> [What you have to do]: Pull every line holding the word "locate" from the data below and copy it.

[Referring expression data]
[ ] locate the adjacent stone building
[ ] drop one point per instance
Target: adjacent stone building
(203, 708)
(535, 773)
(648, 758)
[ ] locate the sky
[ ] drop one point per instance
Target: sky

> [Reply]:
[ ] locate the adjacent stone building
[ ] locate the sky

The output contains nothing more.